*OBJECTIVES:*
1 - Output everything in the PatchMatch assignment page from "Late policy: 15%" down to "to near-perfect reconstruction.", copied word for word.
2 - Answer these questions using the PatchMatch assignment page:
(a) At what time and on what date is the assignment due?
(b) How many marks are deducted per 24 hours for a late submission?
(c) What library is the starter code based on?
3 - Resume the PatchMatch assignment page, starting right after its last sentence.

++++ SOURCE ++++

CSC320 — Introduction to Visual Computing, Spring 2024
Assignment 4: The PatchMatch Algorithm
Posted: Friday, November 15, 2024
Due: 11:59pm, Monday, Dec 2, 2024 (this is NOT the usual Thursday due date)
Late policy: 15% marks deduction per 24hrs, submission not accepted if > 5 days late
In this assignment you will implement the PatchMatch algorithm. This algorithm is described in a paper by Barnes et al. and will be discussed in tutorial this week. Your specific task is to complete the technique’s implementation in the starter code. The starter code is based on OpenCV and is supposed to be executed from the command line, not via a Kivy GUI.
Figure 1: Example output from Barnes et al. The top left image is reconstructed entirely from image patches from the bottom left image. From left to right we can see the algorithm’s progression from random initialization to near-perfect reconstruction.

++++ SUPPLIED DATA ++++

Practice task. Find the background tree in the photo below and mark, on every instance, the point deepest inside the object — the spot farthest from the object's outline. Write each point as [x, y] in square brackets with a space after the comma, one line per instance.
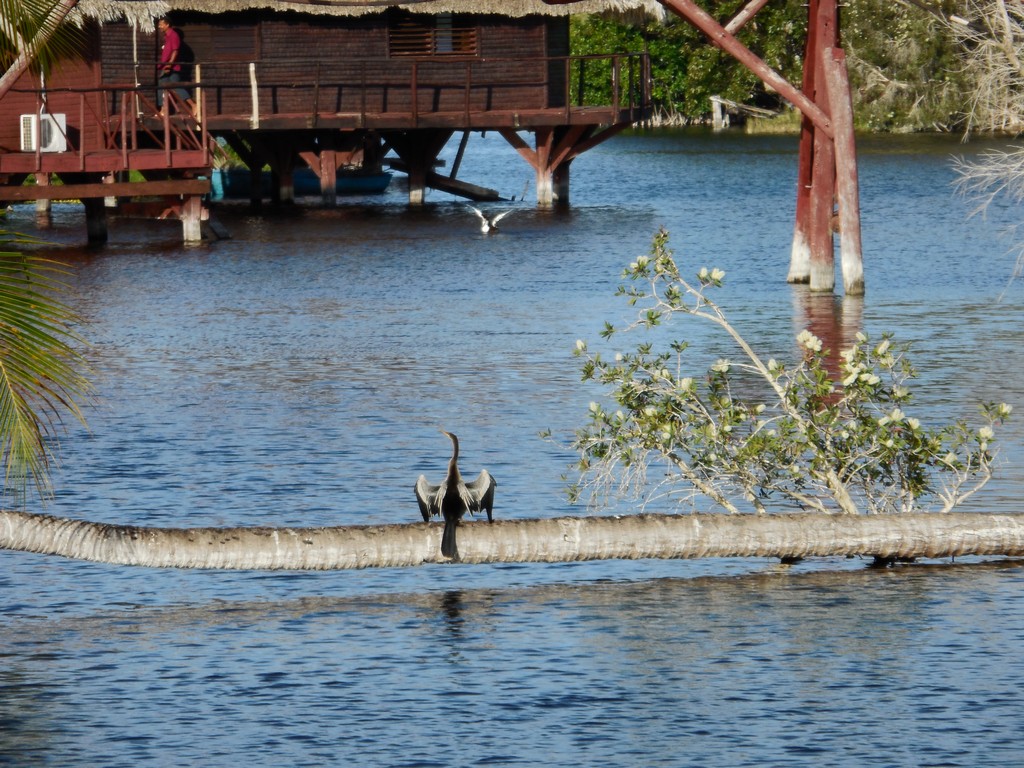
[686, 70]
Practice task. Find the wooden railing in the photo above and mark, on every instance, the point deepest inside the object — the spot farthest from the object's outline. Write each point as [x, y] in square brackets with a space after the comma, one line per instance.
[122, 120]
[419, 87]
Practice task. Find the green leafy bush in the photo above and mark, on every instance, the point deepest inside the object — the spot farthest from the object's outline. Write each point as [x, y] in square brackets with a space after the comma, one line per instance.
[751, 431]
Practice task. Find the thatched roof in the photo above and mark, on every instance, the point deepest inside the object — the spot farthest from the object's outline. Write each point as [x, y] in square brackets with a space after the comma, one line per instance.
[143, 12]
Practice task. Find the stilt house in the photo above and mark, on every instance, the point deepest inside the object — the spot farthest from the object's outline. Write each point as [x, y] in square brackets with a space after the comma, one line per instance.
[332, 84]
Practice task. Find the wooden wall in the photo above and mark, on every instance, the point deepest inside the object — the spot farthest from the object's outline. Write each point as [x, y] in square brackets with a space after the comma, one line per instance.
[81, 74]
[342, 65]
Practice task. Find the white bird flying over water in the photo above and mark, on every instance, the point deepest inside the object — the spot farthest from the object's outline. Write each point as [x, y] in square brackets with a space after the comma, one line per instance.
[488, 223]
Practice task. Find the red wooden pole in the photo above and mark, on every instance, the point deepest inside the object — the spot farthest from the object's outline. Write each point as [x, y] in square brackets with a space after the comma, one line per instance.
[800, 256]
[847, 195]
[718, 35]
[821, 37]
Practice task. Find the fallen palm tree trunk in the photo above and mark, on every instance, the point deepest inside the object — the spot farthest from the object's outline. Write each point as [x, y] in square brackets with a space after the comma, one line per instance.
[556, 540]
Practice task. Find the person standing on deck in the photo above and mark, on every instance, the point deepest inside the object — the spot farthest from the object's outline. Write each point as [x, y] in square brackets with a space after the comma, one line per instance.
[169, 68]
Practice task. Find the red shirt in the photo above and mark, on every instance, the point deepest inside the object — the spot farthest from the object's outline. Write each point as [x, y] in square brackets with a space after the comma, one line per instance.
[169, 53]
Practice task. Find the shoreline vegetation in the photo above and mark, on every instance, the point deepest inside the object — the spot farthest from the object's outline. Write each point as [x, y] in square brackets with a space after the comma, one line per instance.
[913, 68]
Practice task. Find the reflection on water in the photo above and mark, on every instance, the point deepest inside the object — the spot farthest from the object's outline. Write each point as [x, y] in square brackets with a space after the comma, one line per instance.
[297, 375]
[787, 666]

++++

*ANSWERS TO THE EXERCISE:*
1 -
Late policy: 15% marks deduction per 24hrs, submission not accepted if > 5 days late
In this assignment you will implement the PatchMatch algorithm. This algorithm is described in a paper by Barnes et al. and will be discussed in tutorial this week. Your specific task is to complete the technique’s implementation in the starter code. The starter code is based on OpenCV and is supposed to be executed from the command line, not via a Kivy GUI.
Figure 1: Example output from Barnes et al. The top left image is reconstructed entirely from image patches from the bottom left image. From left to right we can see the algorithm’s progression from random initialization to near-perfect reconstruction.

2 -
(a) 11:59pm, Monday, Dec 2, 2024
(b) 15%
(c) OpenCV

3 -
Goals: The goals of the assignment are to (1) get you familiar with reading and understanding a research paper and (partially) implementing the technique it describes; (2) learn how to implement a more advanced algorithm for efficient image processing; and (3) understand how the inefficiencies you experienced in matching patches in the previous assignment can be overcome with a randomized technique. This algorithm has since become the workhorse of a number of image manipulation operations and was a key component of Adobe’s Content-Aware Fill feature.
Important: As in the previous assignments, you are advised to start immediately by reading the paper (see below). The next step is to run the starter code, and compare it to the output of the reference implementation. Unlike Assignment 3 where you implemented a couple of small functions called by an already-implemented algorithmic main loop, here your task will be to implement the algorithm itself. This requires a much more detailed understanding of the algorithm as well as pitfalls that can afect correctness, efficiency, etc. Expect to spend a fair amount of time implementing after you’ve understood what you have to do.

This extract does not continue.